> [SET EXERCISE]: Starting at the line with "blue plastic bucket?", transcribe each line through the final one, both included, and add nothing.

> [DATASET]:
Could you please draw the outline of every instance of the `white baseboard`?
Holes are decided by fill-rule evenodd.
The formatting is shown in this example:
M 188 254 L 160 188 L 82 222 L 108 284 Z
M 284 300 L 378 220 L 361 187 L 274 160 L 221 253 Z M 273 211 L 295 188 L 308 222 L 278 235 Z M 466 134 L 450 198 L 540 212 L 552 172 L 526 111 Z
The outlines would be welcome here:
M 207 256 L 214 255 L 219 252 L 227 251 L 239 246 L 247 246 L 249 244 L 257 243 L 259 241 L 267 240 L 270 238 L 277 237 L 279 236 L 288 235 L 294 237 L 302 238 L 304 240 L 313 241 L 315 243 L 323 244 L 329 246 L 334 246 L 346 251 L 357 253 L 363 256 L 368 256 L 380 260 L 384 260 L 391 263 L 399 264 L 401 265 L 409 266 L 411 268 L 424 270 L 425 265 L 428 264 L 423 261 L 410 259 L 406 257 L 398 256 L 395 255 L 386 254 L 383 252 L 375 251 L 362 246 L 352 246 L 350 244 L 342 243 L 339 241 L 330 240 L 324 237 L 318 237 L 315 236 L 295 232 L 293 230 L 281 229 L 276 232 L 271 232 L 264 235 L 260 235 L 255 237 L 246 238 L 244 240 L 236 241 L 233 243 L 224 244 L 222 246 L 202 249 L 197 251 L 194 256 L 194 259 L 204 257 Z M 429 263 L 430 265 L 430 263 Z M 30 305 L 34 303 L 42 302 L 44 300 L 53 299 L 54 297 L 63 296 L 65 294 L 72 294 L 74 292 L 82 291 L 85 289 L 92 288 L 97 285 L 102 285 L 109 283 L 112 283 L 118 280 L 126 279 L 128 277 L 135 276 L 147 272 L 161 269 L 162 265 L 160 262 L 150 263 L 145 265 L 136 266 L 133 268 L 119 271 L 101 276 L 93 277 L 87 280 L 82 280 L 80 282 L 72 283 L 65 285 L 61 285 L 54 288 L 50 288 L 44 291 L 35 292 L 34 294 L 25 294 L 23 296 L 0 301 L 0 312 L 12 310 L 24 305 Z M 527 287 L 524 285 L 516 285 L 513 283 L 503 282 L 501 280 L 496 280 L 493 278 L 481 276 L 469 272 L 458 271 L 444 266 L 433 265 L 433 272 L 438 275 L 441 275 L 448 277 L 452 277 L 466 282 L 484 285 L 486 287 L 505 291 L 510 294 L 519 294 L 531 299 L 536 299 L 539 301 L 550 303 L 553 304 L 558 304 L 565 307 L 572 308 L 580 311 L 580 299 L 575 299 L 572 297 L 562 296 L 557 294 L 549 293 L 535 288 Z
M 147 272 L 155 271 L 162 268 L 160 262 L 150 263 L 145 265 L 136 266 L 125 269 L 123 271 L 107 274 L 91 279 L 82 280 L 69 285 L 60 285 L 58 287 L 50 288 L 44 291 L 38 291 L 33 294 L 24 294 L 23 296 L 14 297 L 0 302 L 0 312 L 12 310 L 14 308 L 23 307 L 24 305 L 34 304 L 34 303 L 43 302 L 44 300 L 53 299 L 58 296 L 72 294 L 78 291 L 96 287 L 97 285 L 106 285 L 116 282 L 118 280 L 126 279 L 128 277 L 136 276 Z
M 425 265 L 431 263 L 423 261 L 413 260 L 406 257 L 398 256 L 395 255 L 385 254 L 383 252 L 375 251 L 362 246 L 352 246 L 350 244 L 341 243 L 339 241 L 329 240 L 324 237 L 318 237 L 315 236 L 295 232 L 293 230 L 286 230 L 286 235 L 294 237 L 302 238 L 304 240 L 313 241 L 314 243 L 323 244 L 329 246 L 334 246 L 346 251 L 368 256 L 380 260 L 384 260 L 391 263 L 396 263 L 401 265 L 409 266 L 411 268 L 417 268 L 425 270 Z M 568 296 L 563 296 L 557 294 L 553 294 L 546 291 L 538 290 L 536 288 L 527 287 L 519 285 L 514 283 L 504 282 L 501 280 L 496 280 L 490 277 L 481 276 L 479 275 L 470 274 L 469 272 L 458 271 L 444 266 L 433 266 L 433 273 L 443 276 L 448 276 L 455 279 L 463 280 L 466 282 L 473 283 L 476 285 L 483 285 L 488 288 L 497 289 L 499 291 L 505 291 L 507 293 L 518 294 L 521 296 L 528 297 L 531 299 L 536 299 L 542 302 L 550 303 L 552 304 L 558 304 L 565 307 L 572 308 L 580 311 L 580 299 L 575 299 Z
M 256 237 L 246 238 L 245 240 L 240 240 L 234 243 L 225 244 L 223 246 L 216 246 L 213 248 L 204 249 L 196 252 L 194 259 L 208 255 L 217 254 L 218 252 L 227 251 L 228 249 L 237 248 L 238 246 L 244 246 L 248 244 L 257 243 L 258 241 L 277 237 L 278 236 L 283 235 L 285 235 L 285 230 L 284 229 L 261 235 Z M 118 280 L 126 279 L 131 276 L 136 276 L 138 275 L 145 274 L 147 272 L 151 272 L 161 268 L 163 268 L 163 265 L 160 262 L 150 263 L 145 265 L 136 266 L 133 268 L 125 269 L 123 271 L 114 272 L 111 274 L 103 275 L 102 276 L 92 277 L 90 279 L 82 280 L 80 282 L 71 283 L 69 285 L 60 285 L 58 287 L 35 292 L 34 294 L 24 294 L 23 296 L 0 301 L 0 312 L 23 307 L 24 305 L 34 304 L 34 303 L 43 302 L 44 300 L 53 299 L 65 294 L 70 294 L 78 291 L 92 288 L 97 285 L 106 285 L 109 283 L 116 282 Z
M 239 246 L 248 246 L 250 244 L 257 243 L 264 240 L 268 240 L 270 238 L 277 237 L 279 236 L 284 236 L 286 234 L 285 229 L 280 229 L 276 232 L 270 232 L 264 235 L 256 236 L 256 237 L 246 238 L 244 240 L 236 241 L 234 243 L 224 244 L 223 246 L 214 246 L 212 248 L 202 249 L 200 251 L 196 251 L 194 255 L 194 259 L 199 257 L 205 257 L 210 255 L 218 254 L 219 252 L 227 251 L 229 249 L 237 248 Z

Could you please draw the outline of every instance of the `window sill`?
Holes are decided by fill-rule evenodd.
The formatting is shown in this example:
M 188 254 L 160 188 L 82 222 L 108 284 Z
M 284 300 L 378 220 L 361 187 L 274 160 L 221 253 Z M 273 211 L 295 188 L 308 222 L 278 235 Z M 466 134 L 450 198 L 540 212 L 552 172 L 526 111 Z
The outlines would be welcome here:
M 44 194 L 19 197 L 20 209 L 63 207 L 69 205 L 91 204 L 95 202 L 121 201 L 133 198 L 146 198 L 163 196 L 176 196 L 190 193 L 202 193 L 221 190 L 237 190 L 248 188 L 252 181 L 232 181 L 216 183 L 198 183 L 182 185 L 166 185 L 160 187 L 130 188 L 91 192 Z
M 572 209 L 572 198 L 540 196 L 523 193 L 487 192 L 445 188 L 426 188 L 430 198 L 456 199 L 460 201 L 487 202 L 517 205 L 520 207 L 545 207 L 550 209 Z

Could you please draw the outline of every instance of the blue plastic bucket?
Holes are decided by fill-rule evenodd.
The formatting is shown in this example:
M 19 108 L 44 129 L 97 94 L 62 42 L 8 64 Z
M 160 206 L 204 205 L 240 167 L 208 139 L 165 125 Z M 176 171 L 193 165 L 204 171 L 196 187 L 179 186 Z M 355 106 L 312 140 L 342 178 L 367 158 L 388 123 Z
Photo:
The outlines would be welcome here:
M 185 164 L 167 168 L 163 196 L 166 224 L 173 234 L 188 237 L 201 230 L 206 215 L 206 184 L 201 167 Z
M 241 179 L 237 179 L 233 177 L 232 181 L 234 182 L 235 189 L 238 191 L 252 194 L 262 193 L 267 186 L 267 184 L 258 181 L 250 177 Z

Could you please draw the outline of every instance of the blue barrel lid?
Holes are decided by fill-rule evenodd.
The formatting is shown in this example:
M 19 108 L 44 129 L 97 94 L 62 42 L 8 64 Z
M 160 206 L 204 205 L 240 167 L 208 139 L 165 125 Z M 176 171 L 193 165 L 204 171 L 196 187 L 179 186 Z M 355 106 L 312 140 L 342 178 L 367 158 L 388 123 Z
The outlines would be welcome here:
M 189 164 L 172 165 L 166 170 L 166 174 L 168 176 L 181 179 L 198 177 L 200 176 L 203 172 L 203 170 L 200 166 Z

> [THE RESULT]:
Could you please draw the outline of every instance of the blue plastic bucket?
Holes are decided by fill-rule evenodd.
The formatting is shown in this example:
M 19 108 L 44 129 L 97 94 L 62 42 L 8 64 Z
M 160 206 L 204 205 L 240 167 L 208 139 L 165 125 Z M 176 171 L 193 165 L 204 171 L 196 187 L 179 186 Z M 355 106 L 312 140 L 342 178 L 367 158 L 388 123 Z
Photo:
The outlines would be welcome here:
M 185 164 L 167 168 L 163 196 L 166 224 L 173 234 L 188 237 L 201 230 L 206 215 L 206 184 L 201 167 Z
M 241 179 L 237 179 L 233 177 L 232 181 L 234 182 L 235 189 L 238 191 L 252 194 L 262 193 L 267 186 L 267 184 L 258 181 L 250 177 Z

Could you please draw the outline of every instance of the blue barrel lid?
Holes are decided by fill-rule evenodd.
The formatting is shown in this example:
M 19 108 L 44 129 L 97 94 L 62 42 L 8 64 Z
M 160 206 L 204 205 L 240 167 L 208 139 L 165 125 Z M 176 171 L 193 165 L 204 171 L 196 187 L 179 186 Z M 355 106 L 312 140 L 342 178 L 367 158 L 388 123 Z
The outlines would be welcome here:
M 189 164 L 172 165 L 166 170 L 166 174 L 168 176 L 181 179 L 198 177 L 200 176 L 203 172 L 203 170 L 200 166 Z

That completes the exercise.